• _Problems to work on_
[A] Using the passage on Customs line-drawing, answer each question on its own line:
(i) When Chevron applies to a fact situation, who supplants the judge?
(ii) What statutory phrase is being interpreted?
(iii) What case and page does the passage cite?
[B] Decide whether each statement agrees with the passage on Customs line-drawing. Answer yes or no, and quote the words that settle it.
(i) The passage says the line-drawing exercise is arbitrary.
(ii) The passage says reasonable minds may differ at the margins of a judgment call.
(iii) The passage calls the line-drawing Customs has exercised inevitable once Customs takes a categorical approach.
[C] Quote every sentence in the passage on Customs line-drawing that contains the word "line-drawing."

We think that the kind of line-drawing Customs has exercised in its regulation is inevitable, and even necessary, once Customs embarks on a categorical approach to resolution of the statutory ambiguity. At the margins of any judgment call, reasonable minds may differ as to the judgment reached. Such is the natural consequence of regulatory line-drawing, much as the natural consequence of judicial line-drawing will permit of marginal dispute. But that is not to say that the line-drawing exercise lacks reason or is arbitrary. When Chevron applies to a fact situation, the regulator supplants the judge to decide in the first instance whether a fact circumstance falls within or without the law. The subsequent judicial inquiry under Chevron in this case is whether the agency has selected a “reasonable interpretation of the statutory phrase ‘operations incidental to the assembly process.'” Haggar Apparel, 526 U.S. at 394.

• _Records shown_

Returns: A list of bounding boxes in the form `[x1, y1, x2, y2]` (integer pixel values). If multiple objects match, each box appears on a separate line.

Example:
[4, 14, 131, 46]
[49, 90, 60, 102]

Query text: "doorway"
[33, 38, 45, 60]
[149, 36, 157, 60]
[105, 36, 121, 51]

• _Solutions to the exercise_
[A]
(i) The regulator.
(ii) "operations incidental to the assembly process"
(iii) Haggar Apparel, 526 U.S. at 394.

[B]
(i) No: "But that is not to say that the line-drawing exercise lacks reason or is arbitrary."
(ii) Yes: "At the margins of any judgment call, reasonable minds may differ as to the judgment reached."
(iii) Yes: "is inevitable, and even necessary, once Customs embarks on a categorical approach to resolution of the statutory ambiguity"

[C]
- We think that the kind of line-drawing Customs has exercised in its regulation is inevitable, and even necessary, once Customs embarks on a categorical approach to resolution of the statutory ambiguity.
- Such is the natural consequence of regulatory line-drawing, much as the natural consequence of judicial line-drawing will permit of marginal dispute.
- But that is not to say that the line-drawing exercise lacks reason or is arbitrary.